Object point labels
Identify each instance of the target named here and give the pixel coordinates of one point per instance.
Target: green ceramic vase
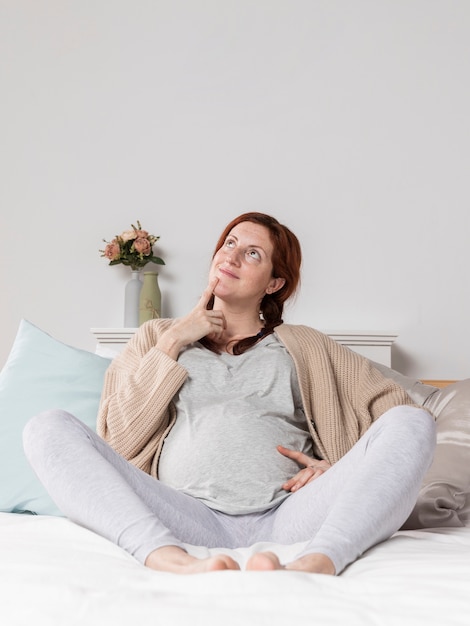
(150, 298)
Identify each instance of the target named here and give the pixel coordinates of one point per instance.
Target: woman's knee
(44, 430)
(415, 426)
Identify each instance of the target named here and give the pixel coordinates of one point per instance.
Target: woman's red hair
(286, 260)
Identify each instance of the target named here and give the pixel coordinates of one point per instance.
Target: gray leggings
(362, 500)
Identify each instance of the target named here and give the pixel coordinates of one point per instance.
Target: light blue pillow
(40, 373)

(SET PROBLEM): Copy out every item above word for word, and omit the pictures from your copy.

(THE SOLUTION):
Identify each instance of the target named here and give the pixel coordinates of one point per instance.
Target: green ceramic vase
(150, 298)
Identify each instance of the target named here and give the pixel coordinates of one point per instance.
Target: woman's knee
(44, 430)
(415, 426)
Identify each instance of the target named here and give the pixel coordinates of one point per instance.
Target: woman's red hair
(286, 260)
Identify each instance of the target named here and give the pixel coordinates of one point per instance.
Target: gray leggings
(362, 500)
Identify each instance of the target named here and give the pixel coordinates of one point per instance.
Target: light blue pillow
(40, 373)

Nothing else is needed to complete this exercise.